- **What this task involves**:
Transcribe each line exactly.
━━━
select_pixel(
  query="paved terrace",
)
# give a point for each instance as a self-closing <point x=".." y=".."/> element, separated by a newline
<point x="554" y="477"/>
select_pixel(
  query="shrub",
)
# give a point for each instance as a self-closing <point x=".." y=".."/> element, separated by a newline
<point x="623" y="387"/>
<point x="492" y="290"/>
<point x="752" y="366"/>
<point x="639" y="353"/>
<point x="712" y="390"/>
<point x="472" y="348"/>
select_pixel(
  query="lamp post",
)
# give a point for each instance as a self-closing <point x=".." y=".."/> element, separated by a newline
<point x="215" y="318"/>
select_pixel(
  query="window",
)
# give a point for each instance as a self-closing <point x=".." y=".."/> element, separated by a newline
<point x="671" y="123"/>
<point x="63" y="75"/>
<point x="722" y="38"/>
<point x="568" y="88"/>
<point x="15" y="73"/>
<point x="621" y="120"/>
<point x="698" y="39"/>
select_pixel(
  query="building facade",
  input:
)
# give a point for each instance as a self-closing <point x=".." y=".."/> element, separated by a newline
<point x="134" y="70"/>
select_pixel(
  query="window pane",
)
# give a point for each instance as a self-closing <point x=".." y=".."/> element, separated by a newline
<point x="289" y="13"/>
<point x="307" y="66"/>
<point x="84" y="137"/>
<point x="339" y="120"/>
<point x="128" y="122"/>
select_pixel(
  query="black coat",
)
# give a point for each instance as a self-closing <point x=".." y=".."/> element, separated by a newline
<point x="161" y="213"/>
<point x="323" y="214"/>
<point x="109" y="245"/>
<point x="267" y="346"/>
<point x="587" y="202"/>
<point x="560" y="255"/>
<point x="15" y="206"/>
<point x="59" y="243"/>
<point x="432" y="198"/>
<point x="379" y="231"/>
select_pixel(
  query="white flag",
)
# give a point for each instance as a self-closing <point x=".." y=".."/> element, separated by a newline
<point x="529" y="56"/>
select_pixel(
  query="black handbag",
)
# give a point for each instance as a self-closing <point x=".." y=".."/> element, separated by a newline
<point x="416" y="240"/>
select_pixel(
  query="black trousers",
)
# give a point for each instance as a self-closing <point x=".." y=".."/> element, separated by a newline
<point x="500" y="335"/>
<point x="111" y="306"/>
━━━
- **Task output**:
select_pixel(
  query="paved terrace",
)
# give a point for each instance as a self-closing <point x=".." y=".."/> element, separated by a newline
<point x="554" y="477"/>
select_pixel(
  query="shrub",
)
# give a point for each instance as a self-closing <point x=".." y=".."/> element, separated by a newline
<point x="623" y="387"/>
<point x="492" y="290"/>
<point x="752" y="366"/>
<point x="639" y="353"/>
<point x="712" y="390"/>
<point x="472" y="348"/>
select_pixel(
  query="lamp post",
)
# give a point for each instance as a self-closing <point x=".." y=".."/> element, separated by a newline
<point x="215" y="318"/>
select_pixel(
  query="window",
)
# give a point for each instance as a self-closing <point x=".." y=".."/> element, separated by a newline
<point x="671" y="123"/>
<point x="63" y="75"/>
<point x="722" y="38"/>
<point x="568" y="88"/>
<point x="15" y="73"/>
<point x="621" y="120"/>
<point x="698" y="39"/>
select_pixel(
  query="building facade",
  input:
)
# give a point for each instance as a self-closing <point x=".." y=".."/> element, separated by a newline
<point x="134" y="70"/>
select_pixel(
  query="window pane",
)
# give a point for each instance as a self-closing <point x=".." y=".."/> element, separated by a newline
<point x="289" y="13"/>
<point x="307" y="66"/>
<point x="84" y="137"/>
<point x="339" y="120"/>
<point x="128" y="122"/>
select_pixel(
  query="black coat",
)
# give a point for each instance as a self-closing <point x=".." y=".."/> element, separated by a newline
<point x="161" y="213"/>
<point x="323" y="214"/>
<point x="109" y="245"/>
<point x="267" y="346"/>
<point x="587" y="202"/>
<point x="560" y="255"/>
<point x="15" y="206"/>
<point x="59" y="243"/>
<point x="432" y="198"/>
<point x="379" y="231"/>
select_pixel(
  query="white flag",
)
# give a point for each instance as a self-closing <point x=".." y=".."/> element, separated by a newline
<point x="529" y="56"/>
select_pixel(
  query="black handbag",
)
# give a point for each instance as a self-closing <point x=".." y=".."/> element, separated by a newline
<point x="416" y="240"/>
select_pixel(
  query="black trousers",
)
# give a point for each instance as a self-closing <point x=".." y=".."/> element, separated by a newline
<point x="500" y="335"/>
<point x="111" y="306"/>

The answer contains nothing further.